WHAT YOU ARE ASKED TO DO |
In the text on manufacturing hiring, translate this sentence into Spanish: "Companies are still hiring—but they’re far less willing to take risks."

Hiring in U.S. manufacturing during geopolitical uncertainty
More and more people are asking about the effect the wars in the Middle East and Europe are having on the hiring process in U.S. manufacturing
Short answer: it hasn’t stopped hiring—but it has changed how and where companies hire, and it’s made decision-making more cautious.
Here’s what I’m seeing (and what lines up with how companies have historically behaved in periods of geopolitical instability):
1. Hiring hasn’t disappeared—it’s tightened and slowed
Conflicts in both the Middle East and Europe have led to:
- Longer hiring cycles
- More approvals required (finance + leadership scrutiny)
- “Must-have” hires only vs. “nice-to-have”
Companies are still hiring—but they’re far less willing to take risks.
Translation: fewer exploratory searches, more backfills and critical roles only
2. Supply chain uncertainty is driving selective hiring (not freezes)

PROVIDED DATA |

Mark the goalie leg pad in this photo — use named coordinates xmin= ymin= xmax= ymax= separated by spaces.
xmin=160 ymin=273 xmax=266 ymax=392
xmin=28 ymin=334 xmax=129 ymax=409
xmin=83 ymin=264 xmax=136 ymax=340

WRITTEN RESPONSE |
Las empresas siguen contratando, pero están mucho menos dispuestas a asumir riesgos.